INFORMATION PROVIDED -

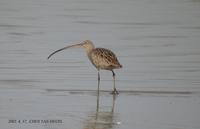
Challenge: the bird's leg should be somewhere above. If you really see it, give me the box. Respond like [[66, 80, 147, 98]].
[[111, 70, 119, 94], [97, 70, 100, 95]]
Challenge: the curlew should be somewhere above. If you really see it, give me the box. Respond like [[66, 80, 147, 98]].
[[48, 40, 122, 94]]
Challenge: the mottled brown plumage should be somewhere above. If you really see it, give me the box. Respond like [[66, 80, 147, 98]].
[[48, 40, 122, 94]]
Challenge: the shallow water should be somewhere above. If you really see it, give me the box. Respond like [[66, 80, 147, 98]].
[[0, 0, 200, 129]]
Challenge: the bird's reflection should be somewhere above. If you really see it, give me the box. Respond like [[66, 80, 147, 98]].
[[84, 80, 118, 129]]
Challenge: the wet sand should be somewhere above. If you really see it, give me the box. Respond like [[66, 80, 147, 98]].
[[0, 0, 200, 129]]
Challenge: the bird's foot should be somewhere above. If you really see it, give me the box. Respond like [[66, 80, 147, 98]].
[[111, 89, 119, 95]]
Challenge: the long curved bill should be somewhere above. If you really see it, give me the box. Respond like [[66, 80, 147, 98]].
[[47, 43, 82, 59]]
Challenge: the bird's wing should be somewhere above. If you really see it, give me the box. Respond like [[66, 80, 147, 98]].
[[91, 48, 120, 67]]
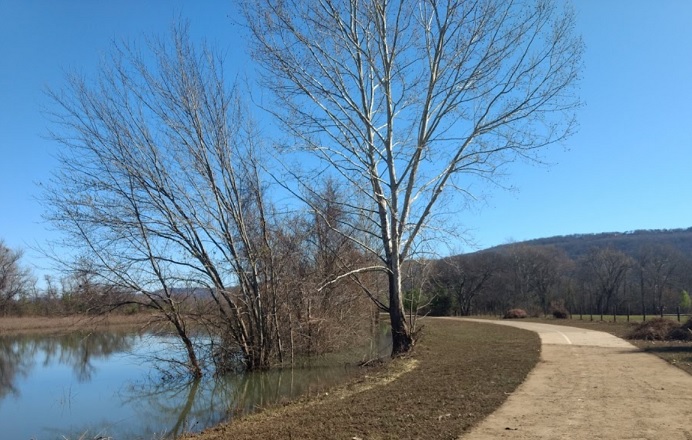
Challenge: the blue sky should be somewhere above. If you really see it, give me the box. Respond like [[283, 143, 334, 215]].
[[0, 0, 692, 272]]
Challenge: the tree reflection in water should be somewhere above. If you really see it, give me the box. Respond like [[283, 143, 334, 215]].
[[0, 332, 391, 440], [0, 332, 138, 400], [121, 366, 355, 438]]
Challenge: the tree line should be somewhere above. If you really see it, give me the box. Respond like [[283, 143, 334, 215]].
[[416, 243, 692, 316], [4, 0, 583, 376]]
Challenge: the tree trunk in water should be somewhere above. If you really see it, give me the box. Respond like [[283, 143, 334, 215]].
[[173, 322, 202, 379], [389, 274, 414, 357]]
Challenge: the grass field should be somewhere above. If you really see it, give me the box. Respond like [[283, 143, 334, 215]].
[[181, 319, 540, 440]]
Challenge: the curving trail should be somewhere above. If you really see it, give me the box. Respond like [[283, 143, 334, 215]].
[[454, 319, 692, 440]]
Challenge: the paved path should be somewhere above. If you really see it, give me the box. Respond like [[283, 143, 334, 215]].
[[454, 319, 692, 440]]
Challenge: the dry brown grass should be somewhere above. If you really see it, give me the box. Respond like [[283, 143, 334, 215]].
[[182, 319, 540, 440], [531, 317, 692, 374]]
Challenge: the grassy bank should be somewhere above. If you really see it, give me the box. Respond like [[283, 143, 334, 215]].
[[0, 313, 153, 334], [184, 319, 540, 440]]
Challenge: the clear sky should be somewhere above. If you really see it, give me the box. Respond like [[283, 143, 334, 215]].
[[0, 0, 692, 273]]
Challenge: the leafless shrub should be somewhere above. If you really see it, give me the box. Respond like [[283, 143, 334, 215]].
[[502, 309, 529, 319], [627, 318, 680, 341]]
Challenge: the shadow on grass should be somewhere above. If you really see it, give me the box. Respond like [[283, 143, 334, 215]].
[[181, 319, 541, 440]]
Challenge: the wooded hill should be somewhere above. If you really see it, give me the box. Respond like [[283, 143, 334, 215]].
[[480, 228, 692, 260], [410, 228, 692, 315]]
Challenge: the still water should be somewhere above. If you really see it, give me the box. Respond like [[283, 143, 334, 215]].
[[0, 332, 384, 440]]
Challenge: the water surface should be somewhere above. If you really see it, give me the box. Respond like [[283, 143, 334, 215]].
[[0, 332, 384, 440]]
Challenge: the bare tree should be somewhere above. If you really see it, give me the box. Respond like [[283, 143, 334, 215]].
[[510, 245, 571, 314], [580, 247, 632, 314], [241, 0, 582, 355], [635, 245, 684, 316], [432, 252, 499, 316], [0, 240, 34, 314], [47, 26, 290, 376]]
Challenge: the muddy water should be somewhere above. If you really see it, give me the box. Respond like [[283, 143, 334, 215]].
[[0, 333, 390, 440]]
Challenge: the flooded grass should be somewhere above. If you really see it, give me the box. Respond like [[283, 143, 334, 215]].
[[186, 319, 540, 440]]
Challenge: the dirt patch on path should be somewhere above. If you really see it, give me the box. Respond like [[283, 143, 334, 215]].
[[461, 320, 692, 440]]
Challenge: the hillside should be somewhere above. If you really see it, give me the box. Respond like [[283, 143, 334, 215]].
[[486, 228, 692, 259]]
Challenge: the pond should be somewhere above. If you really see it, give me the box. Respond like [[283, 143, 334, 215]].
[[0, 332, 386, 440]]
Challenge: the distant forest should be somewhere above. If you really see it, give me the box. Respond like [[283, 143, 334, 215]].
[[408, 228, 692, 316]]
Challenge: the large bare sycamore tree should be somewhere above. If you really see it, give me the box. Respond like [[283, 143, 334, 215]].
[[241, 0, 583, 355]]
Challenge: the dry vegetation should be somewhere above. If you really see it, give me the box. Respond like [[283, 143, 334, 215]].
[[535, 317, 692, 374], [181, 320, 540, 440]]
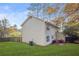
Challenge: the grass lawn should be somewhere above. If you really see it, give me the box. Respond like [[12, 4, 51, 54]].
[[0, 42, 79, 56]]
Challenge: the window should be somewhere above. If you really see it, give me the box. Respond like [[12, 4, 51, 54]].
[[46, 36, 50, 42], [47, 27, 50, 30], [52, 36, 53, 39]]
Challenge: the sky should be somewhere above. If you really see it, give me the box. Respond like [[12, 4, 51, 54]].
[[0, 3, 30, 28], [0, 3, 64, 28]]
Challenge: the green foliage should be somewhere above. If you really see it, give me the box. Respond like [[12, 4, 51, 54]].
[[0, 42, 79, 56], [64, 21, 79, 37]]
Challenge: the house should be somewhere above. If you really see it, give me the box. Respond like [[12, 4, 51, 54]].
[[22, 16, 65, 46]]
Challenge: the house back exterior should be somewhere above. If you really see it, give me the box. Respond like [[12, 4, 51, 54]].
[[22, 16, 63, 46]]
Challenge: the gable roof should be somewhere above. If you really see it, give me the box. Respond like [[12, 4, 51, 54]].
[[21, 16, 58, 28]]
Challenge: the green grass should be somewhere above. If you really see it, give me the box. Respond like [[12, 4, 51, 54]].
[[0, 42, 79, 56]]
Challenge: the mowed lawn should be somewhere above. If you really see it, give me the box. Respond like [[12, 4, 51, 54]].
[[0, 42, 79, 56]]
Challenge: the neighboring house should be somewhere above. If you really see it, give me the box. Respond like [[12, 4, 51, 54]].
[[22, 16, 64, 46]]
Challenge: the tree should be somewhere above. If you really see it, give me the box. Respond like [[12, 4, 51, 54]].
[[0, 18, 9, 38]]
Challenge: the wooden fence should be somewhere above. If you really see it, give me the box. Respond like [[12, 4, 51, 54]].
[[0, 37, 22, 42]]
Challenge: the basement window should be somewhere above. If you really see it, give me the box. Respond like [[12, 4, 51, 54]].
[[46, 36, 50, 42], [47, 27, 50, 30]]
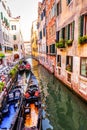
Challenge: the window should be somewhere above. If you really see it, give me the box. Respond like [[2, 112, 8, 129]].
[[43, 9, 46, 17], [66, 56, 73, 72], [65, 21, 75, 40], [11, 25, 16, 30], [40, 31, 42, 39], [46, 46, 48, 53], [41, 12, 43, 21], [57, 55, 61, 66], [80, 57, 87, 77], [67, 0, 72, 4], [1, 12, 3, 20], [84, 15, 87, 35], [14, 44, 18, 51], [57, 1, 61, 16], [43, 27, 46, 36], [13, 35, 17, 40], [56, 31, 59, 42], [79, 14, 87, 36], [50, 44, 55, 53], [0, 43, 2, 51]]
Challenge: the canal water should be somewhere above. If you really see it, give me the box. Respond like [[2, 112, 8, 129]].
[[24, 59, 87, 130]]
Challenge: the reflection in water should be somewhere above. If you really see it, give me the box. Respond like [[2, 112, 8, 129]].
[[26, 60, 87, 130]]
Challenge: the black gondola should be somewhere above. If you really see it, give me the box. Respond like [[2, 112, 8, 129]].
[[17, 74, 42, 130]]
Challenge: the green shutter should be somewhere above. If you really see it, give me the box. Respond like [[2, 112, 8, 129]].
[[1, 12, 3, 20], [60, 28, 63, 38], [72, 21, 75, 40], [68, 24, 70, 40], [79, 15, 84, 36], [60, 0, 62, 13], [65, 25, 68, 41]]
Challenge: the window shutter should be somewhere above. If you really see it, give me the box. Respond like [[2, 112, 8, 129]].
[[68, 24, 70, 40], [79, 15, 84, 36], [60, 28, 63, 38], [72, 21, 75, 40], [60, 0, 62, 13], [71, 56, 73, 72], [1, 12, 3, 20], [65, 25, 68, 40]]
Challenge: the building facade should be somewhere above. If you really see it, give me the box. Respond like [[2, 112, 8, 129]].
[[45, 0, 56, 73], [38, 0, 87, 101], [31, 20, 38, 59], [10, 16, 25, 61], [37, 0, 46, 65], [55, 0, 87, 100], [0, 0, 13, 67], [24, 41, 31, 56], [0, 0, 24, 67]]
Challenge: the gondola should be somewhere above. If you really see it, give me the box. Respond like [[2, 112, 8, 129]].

* * *

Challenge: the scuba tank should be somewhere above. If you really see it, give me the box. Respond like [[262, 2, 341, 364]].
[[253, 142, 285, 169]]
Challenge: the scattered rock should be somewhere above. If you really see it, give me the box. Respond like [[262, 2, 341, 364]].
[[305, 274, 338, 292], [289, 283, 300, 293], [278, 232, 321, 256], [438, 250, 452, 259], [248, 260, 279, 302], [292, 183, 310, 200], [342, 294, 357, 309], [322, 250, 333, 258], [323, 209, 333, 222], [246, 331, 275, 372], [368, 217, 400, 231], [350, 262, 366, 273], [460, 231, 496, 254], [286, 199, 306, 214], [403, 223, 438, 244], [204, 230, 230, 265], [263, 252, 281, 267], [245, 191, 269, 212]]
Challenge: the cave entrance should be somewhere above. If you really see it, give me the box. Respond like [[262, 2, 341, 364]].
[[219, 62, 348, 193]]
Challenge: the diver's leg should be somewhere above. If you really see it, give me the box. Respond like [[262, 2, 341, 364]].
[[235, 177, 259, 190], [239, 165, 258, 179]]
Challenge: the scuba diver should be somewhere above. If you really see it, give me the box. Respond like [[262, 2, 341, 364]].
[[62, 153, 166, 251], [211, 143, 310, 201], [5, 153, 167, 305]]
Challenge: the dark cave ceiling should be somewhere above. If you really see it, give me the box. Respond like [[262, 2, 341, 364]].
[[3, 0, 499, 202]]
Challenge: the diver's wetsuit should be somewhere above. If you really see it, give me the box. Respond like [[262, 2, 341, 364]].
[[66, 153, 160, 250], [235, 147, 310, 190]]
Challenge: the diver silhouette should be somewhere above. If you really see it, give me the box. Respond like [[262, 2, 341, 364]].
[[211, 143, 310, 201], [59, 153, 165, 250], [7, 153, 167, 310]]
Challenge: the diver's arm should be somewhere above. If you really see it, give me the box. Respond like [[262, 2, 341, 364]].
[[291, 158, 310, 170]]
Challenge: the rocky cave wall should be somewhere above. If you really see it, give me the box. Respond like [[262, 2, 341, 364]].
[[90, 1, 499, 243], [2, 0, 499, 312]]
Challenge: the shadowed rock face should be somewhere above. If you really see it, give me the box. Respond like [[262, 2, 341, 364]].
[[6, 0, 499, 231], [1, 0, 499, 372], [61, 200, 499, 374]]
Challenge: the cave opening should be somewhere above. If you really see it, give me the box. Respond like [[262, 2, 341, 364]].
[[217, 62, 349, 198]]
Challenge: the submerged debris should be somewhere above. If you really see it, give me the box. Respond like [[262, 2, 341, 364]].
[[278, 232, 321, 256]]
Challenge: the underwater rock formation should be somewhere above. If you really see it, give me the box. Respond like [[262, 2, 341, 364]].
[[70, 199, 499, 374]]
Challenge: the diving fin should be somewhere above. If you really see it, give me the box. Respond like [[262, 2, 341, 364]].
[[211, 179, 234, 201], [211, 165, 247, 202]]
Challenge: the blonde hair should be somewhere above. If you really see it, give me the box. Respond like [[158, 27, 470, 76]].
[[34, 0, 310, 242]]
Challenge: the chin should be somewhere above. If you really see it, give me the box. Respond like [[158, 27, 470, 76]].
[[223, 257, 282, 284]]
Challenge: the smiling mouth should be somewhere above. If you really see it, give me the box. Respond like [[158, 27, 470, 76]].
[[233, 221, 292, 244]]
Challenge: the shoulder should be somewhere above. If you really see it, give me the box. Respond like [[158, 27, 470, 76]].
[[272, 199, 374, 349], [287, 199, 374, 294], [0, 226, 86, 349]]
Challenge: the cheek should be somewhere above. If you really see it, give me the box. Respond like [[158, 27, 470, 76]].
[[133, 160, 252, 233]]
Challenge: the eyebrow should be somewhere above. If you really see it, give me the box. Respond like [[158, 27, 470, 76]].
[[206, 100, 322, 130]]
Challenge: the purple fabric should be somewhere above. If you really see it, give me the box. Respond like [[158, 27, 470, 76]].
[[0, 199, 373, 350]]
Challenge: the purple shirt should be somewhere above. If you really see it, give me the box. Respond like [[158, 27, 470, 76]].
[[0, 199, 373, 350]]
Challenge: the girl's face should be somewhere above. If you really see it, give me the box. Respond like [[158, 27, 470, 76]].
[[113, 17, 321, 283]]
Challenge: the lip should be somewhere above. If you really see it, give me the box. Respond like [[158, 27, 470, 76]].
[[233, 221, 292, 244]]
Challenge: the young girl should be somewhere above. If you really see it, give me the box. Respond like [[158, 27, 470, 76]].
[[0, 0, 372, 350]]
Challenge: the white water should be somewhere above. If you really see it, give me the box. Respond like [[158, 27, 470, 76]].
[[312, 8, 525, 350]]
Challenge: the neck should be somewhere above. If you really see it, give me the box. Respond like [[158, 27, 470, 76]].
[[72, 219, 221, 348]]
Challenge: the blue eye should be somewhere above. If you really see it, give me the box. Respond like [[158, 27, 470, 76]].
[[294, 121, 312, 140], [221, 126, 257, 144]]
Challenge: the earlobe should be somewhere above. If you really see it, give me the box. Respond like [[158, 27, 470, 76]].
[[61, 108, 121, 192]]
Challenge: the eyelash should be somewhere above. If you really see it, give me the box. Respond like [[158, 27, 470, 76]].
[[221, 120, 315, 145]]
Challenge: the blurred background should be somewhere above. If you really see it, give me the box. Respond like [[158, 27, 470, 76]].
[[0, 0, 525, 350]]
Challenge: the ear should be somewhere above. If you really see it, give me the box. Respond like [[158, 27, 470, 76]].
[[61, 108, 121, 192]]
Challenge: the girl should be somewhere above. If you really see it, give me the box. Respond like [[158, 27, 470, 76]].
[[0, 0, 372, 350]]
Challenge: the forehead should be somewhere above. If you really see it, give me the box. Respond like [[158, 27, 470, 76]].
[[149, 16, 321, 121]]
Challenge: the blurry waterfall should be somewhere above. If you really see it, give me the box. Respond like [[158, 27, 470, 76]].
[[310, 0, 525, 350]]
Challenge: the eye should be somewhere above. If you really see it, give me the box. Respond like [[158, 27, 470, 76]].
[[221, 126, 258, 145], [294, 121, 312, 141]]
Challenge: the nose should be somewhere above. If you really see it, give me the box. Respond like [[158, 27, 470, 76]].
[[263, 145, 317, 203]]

--

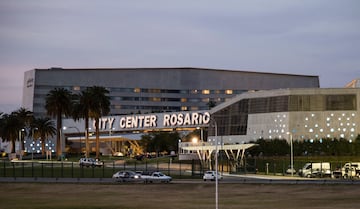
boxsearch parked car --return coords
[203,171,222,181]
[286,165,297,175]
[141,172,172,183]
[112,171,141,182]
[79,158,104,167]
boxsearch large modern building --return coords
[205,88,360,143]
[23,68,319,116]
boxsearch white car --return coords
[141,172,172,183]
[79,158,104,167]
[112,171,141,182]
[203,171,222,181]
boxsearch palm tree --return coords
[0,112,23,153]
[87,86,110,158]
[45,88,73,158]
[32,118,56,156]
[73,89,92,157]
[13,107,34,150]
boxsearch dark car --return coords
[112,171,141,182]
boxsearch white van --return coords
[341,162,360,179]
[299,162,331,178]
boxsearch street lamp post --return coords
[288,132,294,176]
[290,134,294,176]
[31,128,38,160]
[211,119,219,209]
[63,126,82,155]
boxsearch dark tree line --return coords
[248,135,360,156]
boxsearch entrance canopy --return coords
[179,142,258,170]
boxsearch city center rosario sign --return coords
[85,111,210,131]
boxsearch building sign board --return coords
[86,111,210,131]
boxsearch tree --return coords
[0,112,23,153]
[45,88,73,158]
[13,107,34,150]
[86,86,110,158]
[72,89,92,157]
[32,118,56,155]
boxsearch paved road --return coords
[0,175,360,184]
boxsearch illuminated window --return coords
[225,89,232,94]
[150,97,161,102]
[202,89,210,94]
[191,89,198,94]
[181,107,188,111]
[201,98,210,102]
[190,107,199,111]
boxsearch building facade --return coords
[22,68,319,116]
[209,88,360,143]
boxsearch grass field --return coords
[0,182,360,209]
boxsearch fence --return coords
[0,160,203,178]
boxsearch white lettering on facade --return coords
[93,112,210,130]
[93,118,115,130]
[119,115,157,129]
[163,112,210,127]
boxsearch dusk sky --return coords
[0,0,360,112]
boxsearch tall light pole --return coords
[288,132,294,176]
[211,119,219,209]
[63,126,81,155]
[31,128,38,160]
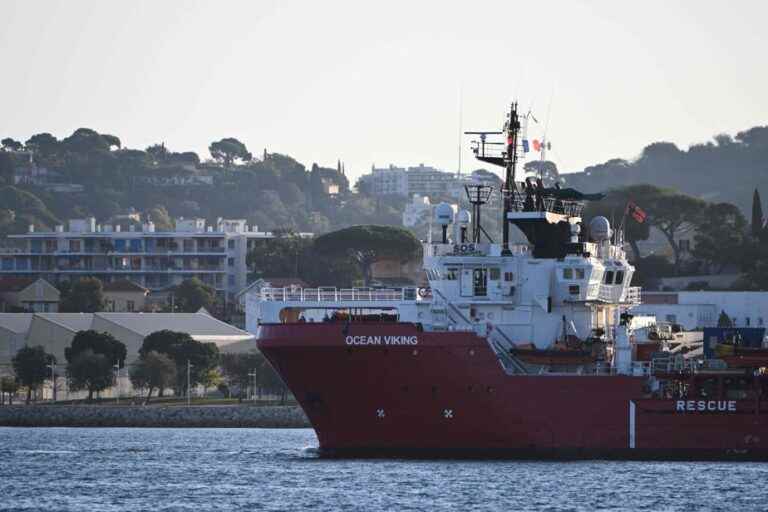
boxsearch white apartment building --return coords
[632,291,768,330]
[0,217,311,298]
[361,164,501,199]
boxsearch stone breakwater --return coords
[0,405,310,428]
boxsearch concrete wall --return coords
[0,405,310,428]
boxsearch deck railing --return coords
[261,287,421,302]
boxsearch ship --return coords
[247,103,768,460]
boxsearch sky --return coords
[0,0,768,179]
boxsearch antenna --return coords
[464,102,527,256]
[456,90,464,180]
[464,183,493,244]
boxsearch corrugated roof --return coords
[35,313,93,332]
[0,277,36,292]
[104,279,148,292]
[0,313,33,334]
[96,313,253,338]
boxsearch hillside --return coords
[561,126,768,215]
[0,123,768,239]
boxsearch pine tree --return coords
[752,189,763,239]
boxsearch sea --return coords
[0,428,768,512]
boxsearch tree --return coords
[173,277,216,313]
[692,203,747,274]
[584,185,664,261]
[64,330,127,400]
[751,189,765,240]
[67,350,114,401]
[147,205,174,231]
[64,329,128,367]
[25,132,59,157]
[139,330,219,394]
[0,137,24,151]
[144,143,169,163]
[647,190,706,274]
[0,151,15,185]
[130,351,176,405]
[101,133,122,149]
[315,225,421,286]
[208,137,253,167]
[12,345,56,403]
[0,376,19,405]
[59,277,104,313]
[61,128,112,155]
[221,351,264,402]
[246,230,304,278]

THE TASK - Set out as a numbered list the records from the line containing "Challenge: the bird's leg" through the line containing "[[416, 243, 692, 316], [4, 0, 583, 376]]", both included. Omit blank lines and leave the pictures out.

FINISHED TASK -
1. Challenge: the bird's leg should be somewhere above. If you really see it, give me the box. Respond like [[66, 80, 147, 98]].
2. [[111, 70, 119, 94], [97, 70, 100, 95]]
3. Challenge: the curlew should be somewhere above. If you really see it, give me the box. Respond like [[66, 80, 147, 98]].
4. [[48, 40, 122, 94]]
5. Challenge: the mottled brown plumage should be somewhere above. If you really see it, give me the box. Respond like [[66, 80, 147, 98]].
6. [[48, 40, 122, 94]]
7. Challenge: the shallow water should be somewhere above. If you really see it, give me the box. Respond like [[66, 80, 147, 98]].
8. [[0, 0, 200, 129]]
9. Challenge: the bird's reflection should be somewhere above. If you really see it, give me the box. Respond like [[66, 80, 147, 98]].
10. [[84, 80, 118, 129]]
11. Challenge: the wet sand should be somewhere above. If you really see it, give me the box. Respond like [[66, 80, 147, 98]].
12. [[0, 0, 200, 129]]
13. Challenge: the bird's foot should be somewhere above. If you really see it, give me the box. Respond like [[66, 80, 147, 98]].
14. [[111, 89, 119, 95]]
15. Challenge: the long curved bill should be somewhere above. If you really see it, give me the box. Respond like [[66, 80, 147, 98]].
16. [[47, 43, 82, 59]]
17. Challenge: the bird's wing should be somewhere above. If you really see it, give me the box. Respond like [[66, 80, 147, 98]].
18. [[91, 48, 120, 67]]
19. Challenge: the blue sky should be somewhere above. If you really see it, give me the box. Respond like [[283, 143, 334, 215]].
20. [[0, 0, 692, 272]]
21. Challenge: the tree reflection in water should be somewhere above. If you really see it, give me the box. Respond like [[283, 143, 334, 215]].
22. [[0, 332, 391, 440], [0, 332, 138, 400], [121, 366, 355, 438]]
23. Challenge: the tree line should be somewhere above. If you really see it, give me the box. Respond like [[283, 143, 334, 215]].
24. [[416, 243, 692, 316], [4, 0, 583, 376]]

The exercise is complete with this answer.